Passage provided
-- start --
4. Benefits Upon Termination. If Executive's employment is terminated during
the Employment Period then Executive will be entitled to receive all
payments and benefits prescribed under the Company's Key Employee
Retention Plan effective September 3, 2002 ("KERP"), Severance Plan
effective September 3, 2002 ("Severance Plan"), Change in Control
Severance Agreement dated November 18, 2002 ("CIC Agreement), and the LTI
Plan, as applicable, plus up to $25,000 in relocation expenses. These
payments and benefits will be in lieu of any other severance or
termination payment or benefits provided in Company's policies.
4.1. Termination by Reason of Death or Disability. The Executive's
employment shall terminate automatically upon Executive's death
during the Employment Period. In the event of Executive's death or
disability (see below) during the Employment Period, the Company
shall pay to Executive or Executive's estate any base salary,
pro-rated guaranteed bonus and unpaid vacation accrued as of the
date of Executive's death or disability and any other benefits
payable under the Company's then existing benefit plans and policies
in accordance with such plans and policies in effect on the date of
death or disability an in accordance with applicable law, including
but not limited to those payments and benefits available to
Executive under the KERP, the Severance Plan, the CIC Agreement and
the Change in Control Severance Agreement dated November 18, 2003
and the LTI Plan, as applicable. In the event that during the term
of this Agreement, Executive is unable to perform his job due to
disability (as determined under the Company's long-term disability
insurance program) for 6 months in any 12 month period, the Company
may, at its discretion, terminate Executive's employment with the
Company and Executive shall be entitled to receive the benefits set
forth in this section 4.2.
-- end --
The tasks
1 - In the employment agreement's termination-benefits section, what is the maximum relocation expense amount the Executive may receive upon termination?
2 - Write what comes next in the employment agreement's termination-benefits section, starting right after its final sentence.

Data section
-- start --
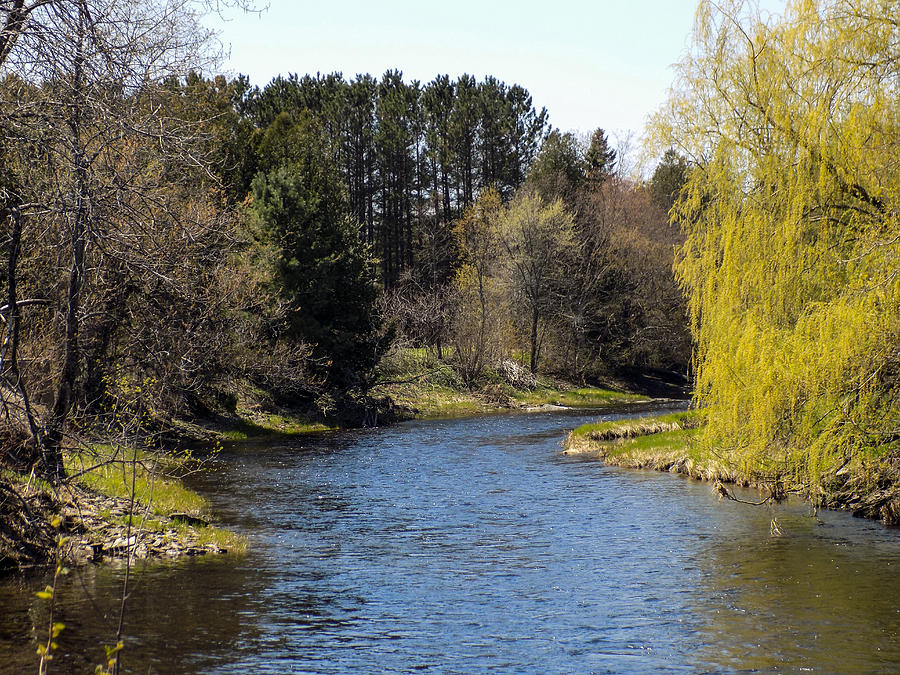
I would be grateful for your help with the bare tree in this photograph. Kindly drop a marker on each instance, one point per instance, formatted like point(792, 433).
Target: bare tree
-- end --
Responses per task
1 - Up to $25,000.

2 -
5. Change in Control. Change in Control payments and benefits shall be
payable and made available in accordance with the CIC Agreement.
6. Dispute Resolution. The Company and Executive agree that any dispute
regarding the interpretation or enforcement of this Agreement shall be
decided by a confidential, final and binding arbitration conducted by
Judicial Arbitration and Mediation Services ("JAMS") under the then
existing JAMS rules, rather than by litigation in court, trial by jury,
administrative proceeding or in any other forum.
7. Cooperation with the Company After Termination of the Employment Period.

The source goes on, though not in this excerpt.